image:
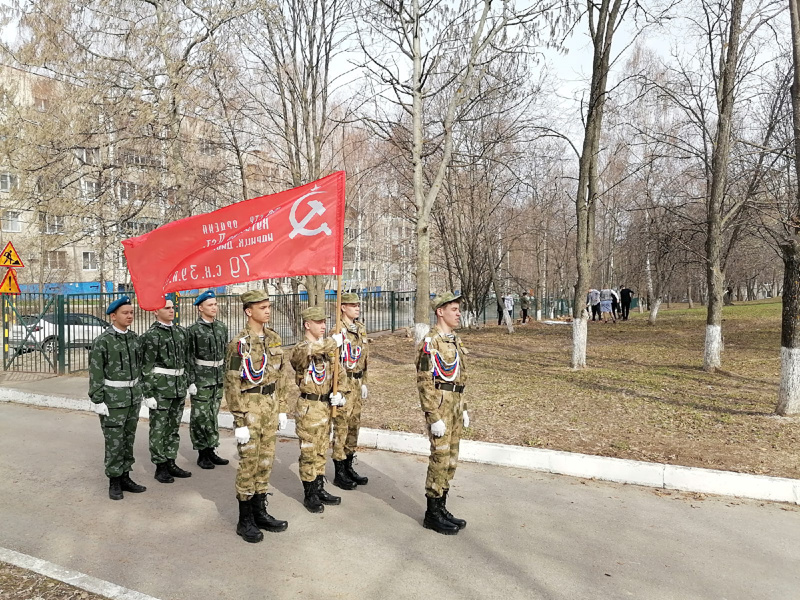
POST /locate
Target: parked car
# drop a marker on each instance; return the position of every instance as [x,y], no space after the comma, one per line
[80,330]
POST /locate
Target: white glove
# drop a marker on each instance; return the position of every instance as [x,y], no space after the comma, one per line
[100,408]
[242,434]
[438,428]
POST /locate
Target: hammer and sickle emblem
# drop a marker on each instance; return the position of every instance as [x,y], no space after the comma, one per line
[299,227]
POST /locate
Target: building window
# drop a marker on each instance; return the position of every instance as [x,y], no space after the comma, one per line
[51,223]
[56,260]
[8,182]
[11,221]
[90,261]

# ABOUT THIS TASK
Your answer should be an exact copy of the records above, with no pictures in it.

# OUTPUT OF THE EXERCISE
image:
POST /locate
Target: parked car
# drop a marker on each instance; return the position of every instance as [x,y], no space after the comma, one per line
[80,330]
POST /locate
Target: white glove
# drop a marker on each instance; return the position of every instance as [x,y], no space after the comma, one per line
[100,408]
[242,434]
[438,428]
POST /locate
Target: hammer and sickle emblem
# drop a marker on each instance; return the position of every instance as [x,y], no space after the comma, one per line
[299,227]
POST /locate
Target: building window
# drop a marker on each instance; return the position of every instance as [x,y], no space after the comma, one per line
[51,223]
[56,260]
[8,182]
[11,221]
[90,261]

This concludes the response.